■ GIVEN PROBLEM 1
Copy out every line in the records that has the word "leopard" in it.

■ DOCUMENT TEXT

Oct 06

Standing on the Spectrum of Data Breach Harm

In another victory for class-action data theft/breach plaintiffs, last week in Enslin v. The Coca-Cola Co., the Eastern District of Pennsylvania denied a motion to dismiss the case for lack of standing. There, Shane Enslin sued the Coca-Cola Company and various other Coca-Cola entities (“Coke”) in a class action after a Coke employee allegedly stole fifty-five laptops containing the personal identification information (“PII”) of 74,000 current and former Coke employees. 2015 WL 5729241, at *1 (E.D. Pa. Sept. 30, 2015).

Coke moved to dismiss for, among other things, lack of Article III standing. It argued that any future harms Enslin might suffer and preparations he made in anticipation of those harms “are speculative, hypothetical, and not an injury-in-fact.” Id. at *5. And Coke also claimed that even if Enslin did suffer injury-in-fact from any misuse of his PII, “these injuries are not fairly traceable to the conduct of” Coke. Id.

Article III standing requires that the plaintiff show: (1) he suffered actual or imminent harm; (2) that is fairly traceable to the defendant; and (3) that judicial action will likely redress the harm. Id. at *3. The “fairly traceable” requirement is “‘akin to ‘but for’ causation,’” and “‘[is] met even where the conduct in question might not have been a proximate cause of the harm, due to intervening events.’” Id. at *7 (quoting Edmonson v. Lincoln Nat. Life Ins. Co., 725 F.3d 406, 415 (3d Cir. 2013)).

The Court easily disposed of Coke’s first argument. Unlike the plaintiffs in Clapper v Amnesty Int’l, USA, 133 S.Ct. 1138 (2013) and Reilly v. Ceridian Corp., 664 F.3d 38 (3d Cir. 2011), Enslin had “already suffered palpable harm, including the alleged theft of funds from his bank accounts on two occasions, unauthorized use of four credit cards, and the unauthorized issuance of new credit cards in Plaintiff’s name.” Id. at *6. Nor were Enslin’s “efforts to combat his exposure to future harms” based on speculative or hypothetical concerns—Enslin closed his bank account after unauthorized access and spent time and effort protecting his other accounts and credit cards. And he did not do this in response to hypothetical harms, but rather “in response to ongoing harms.” Id. at *6.

Likely recognizing that the theft from Enslin’s bank accounts as well as the alleged credit card fraud made its lack of imminent harm argument an uphill battle, Coke also attacked the causation prong for Article III standing. Id. at *7. Coke claimed: (1) Enslin quit his job with Coke in 2007, but his data was not misused until 2014—“too great” a period to fairly trace his injuries to Coke; (2) only one of the Coke defendants (Enslin’s former employer) “had any relation to the harm suffered sufficient to confer standing”; and (3) “the information lost on the laptops was insufficient to give rise to the types of harms Plaintiff suffered.” Id.

■ RECORDS FOR THIS EXERCISE
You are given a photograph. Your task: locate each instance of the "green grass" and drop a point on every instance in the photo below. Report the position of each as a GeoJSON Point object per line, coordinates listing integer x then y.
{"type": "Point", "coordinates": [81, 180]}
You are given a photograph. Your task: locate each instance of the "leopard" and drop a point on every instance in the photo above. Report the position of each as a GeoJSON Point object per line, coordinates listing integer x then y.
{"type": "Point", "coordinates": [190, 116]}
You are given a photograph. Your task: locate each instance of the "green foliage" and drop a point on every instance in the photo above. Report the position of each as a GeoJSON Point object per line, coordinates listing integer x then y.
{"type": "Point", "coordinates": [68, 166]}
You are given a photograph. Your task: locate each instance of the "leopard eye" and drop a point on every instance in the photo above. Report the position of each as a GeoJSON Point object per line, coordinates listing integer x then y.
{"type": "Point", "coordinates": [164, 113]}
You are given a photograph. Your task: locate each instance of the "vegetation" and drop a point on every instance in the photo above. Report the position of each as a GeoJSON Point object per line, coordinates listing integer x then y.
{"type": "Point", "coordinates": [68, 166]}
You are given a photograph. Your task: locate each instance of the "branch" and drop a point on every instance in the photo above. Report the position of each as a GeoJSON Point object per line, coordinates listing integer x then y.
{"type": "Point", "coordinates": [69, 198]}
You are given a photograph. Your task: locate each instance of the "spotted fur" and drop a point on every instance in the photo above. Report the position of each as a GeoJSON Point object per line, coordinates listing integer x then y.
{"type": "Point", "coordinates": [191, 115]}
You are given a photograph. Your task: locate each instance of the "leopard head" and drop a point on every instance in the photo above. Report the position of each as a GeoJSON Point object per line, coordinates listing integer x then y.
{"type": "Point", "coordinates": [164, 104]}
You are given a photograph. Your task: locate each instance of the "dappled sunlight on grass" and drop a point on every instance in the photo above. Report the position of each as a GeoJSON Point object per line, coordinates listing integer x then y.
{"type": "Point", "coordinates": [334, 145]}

■ GIVEN PROBLEM 2
Sum up the article on data breach standing in two sentences.

■ CORRECT RESPONSE 1
You are given a photograph. Your task: locate each instance of the "leopard" and drop a point on every instance in the photo above. Report the position of each as a GeoJSON Point object per line, coordinates listing integer x then y.
You are given a photograph. Your task: locate each instance of the "leopard eye" and drop a point on every instance in the photo above. Report the position of each as a GeoJSON Point object per line, coordinates listing integer x then y.
You are given a photograph. Your task: locate each instance of the "leopard head" and drop a point on every instance in the photo above. Report the position of each as a GeoJSON Point object per line, coordinates listing integer x then y.

■ CORRECT RESPONSE 2
In Enslin v. The Coca-Cola Co., the Eastern District of Pennsylvania denied Coke's motion to dismiss for lack of standing in a class action brought after a Coke employee allegedly stole fifty-five laptops holding the personal identification information of 74,000 current and former Coke employees. The court readily rejected Coke's argument that Enslin's harms were speculative, because he had already suffered theft from his bank accounts and credit card fraud, so Coke also argued that his injuries were not fairly traceable to its conduct.